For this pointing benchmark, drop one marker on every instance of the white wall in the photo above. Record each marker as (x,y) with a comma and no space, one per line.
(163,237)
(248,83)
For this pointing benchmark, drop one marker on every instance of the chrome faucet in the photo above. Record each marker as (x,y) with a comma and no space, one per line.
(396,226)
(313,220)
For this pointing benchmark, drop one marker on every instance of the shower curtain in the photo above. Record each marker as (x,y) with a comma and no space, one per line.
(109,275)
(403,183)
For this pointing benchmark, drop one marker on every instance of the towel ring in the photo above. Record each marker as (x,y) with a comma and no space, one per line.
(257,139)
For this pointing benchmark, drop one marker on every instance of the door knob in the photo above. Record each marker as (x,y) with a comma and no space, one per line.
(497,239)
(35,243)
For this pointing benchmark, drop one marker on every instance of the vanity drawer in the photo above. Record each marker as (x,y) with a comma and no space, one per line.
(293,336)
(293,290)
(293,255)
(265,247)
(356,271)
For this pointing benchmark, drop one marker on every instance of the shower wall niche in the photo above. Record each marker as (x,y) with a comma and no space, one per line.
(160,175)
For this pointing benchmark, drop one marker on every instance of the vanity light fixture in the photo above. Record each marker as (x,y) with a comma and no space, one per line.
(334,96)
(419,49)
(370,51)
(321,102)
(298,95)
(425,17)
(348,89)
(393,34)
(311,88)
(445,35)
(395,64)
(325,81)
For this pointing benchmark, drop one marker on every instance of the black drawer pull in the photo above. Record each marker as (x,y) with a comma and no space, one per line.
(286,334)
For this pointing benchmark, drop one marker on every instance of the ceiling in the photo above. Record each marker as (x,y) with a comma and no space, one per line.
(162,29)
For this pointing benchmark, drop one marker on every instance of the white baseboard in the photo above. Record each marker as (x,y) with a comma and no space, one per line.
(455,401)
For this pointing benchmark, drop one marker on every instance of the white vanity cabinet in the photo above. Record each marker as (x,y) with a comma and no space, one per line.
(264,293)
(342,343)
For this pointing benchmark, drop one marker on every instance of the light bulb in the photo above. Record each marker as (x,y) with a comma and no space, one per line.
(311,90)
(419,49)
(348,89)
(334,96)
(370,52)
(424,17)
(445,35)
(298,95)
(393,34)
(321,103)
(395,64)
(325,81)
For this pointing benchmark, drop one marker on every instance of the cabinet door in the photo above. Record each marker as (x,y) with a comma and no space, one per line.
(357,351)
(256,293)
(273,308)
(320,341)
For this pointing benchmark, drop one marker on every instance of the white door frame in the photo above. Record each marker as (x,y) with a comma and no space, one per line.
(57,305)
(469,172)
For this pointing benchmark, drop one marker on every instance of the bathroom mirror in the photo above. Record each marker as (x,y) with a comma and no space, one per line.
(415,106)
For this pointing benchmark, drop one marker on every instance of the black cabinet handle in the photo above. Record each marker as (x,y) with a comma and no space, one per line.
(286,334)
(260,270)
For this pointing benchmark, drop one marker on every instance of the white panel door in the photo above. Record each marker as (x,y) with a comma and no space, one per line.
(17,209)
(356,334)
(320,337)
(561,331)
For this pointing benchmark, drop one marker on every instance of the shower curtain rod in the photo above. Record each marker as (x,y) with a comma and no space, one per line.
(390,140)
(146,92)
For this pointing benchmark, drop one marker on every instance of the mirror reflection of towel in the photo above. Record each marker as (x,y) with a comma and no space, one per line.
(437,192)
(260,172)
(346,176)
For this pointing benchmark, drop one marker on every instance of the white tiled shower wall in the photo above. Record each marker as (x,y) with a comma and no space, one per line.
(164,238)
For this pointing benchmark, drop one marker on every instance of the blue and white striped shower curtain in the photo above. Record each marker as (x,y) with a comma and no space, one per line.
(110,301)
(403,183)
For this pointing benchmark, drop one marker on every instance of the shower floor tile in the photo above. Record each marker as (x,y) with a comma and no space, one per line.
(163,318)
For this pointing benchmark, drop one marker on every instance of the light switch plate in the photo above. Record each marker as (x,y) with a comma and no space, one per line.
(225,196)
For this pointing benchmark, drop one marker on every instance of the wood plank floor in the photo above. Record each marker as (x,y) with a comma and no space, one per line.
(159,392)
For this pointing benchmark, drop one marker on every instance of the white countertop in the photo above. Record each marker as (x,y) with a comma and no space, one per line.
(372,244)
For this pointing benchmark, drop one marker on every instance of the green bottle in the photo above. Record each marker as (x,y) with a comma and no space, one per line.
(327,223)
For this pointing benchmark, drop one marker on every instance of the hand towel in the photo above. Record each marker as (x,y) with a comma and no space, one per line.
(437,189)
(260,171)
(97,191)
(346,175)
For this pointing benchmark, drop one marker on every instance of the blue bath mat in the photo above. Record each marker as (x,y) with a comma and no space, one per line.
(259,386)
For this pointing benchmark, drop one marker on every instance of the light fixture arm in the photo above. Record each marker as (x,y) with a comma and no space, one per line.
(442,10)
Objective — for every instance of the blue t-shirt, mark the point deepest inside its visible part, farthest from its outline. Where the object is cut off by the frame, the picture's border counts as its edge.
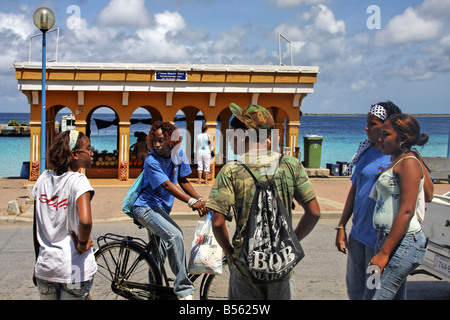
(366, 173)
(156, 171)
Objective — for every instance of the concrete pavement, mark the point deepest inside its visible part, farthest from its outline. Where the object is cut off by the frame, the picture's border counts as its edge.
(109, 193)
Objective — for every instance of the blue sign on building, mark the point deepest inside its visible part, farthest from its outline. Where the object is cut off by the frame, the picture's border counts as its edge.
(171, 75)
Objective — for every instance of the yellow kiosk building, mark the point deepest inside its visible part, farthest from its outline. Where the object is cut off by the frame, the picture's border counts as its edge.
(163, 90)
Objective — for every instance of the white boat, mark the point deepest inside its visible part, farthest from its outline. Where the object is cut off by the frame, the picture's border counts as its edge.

□ □ □ □

◆ **Task to complete**: Give exactly the lines from the one with "Objective — for every instance of the yellow" to the end of the entries, nothing before them.

◆ **Solution to the problem**:
Objective — for every instance of the yellow kiosk building, mark the point deepest inside its visible part, farthest from its outline. Where the object is cut off by the frame, the picture's border counts as its edge.
(163, 90)
Objective — for every instance of the white boat, mark the point deepest inside its visible part, farthest from its outline. Where the object is cut off by the frame, the picture's border counts as its edge.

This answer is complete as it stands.